(Record excerpts Opens)

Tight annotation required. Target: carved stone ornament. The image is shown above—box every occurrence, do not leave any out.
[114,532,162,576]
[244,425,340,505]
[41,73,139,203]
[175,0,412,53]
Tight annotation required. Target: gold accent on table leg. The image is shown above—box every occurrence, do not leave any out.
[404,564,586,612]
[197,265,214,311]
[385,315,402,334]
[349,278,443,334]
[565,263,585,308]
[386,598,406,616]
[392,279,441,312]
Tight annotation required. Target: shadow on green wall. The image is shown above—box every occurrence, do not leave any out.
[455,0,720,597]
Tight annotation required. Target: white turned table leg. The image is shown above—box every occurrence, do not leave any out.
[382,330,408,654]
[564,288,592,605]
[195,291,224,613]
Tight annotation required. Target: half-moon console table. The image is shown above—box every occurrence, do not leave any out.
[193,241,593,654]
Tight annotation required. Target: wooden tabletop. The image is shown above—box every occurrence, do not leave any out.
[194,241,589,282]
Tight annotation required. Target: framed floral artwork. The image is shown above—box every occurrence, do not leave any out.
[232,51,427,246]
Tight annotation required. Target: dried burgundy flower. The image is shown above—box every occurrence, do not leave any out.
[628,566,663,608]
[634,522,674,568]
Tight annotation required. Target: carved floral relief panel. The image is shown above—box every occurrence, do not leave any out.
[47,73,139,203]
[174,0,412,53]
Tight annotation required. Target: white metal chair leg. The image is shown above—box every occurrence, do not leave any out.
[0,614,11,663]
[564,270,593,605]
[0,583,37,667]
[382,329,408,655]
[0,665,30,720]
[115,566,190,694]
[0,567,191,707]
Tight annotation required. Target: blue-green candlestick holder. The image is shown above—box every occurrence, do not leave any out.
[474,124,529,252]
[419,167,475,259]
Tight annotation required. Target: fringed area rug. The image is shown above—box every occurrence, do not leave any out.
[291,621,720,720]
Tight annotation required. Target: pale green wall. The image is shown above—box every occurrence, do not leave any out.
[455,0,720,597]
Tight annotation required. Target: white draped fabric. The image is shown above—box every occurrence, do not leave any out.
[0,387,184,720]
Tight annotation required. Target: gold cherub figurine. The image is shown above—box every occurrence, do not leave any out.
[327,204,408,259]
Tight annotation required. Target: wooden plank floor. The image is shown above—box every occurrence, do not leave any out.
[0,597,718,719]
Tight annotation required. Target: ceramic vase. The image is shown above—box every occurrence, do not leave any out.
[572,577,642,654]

(Record excerpts Closes)

Copy exactly the line that contains "Tight annotation required. Target: framed" and every line after it, up to and including the last line of the records.

Tight annotation required. Target: framed floral artwork. The image is shown above—box every occurrence, do not leave any out.
[232,51,427,246]
Tight annotation required. Target: dried burgundy flower. The image is shown above—box every occurrence, do not leave any out.
[628,566,663,608]
[634,522,674,568]
Tight annotation required. Target: carved floral relief panel. The image is shown above—box every occurrence, do not leave any out.
[47,73,139,203]
[174,0,412,53]
Tight annotation required. Target: white metal chair leg. The image is shown above—box every occurrence, do not leave any out.
[0,614,11,663]
[564,270,593,605]
[0,583,37,667]
[382,329,408,655]
[0,665,30,720]
[115,566,190,694]
[0,567,191,707]
Tight annotation required. Target: blue-green candlestick holder. The image is shown above—box every occurrence, do not leave any out.
[474,124,529,252]
[419,167,475,259]
Tight annotation required. Target: fringed area rug. The image is shown above—box every occurrence, do not leave any out.
[291,621,720,720]
Tight annotation required. Target: pale green wall. The image is shown above—box every occurrence, do not leave any out.
[455,0,720,597]
Tight annotation required. Target: white draped fabric. The image is shown above—box every occurrence, do not leave any out.
[0,387,184,720]
Tight annotation required. Target: gold cherub figurine. The image is shown above—box every occurrence, do not leave any out.
[327,204,408,259]
Tight annotation required. Target: wooden plank floor. The image is shown above—box every occurrence, do not leave any out.
[0,597,718,719]
Tight annotation required. Target: ceramic vase. The image is shown above—box every occurrence, do not leave any out.
[572,577,642,654]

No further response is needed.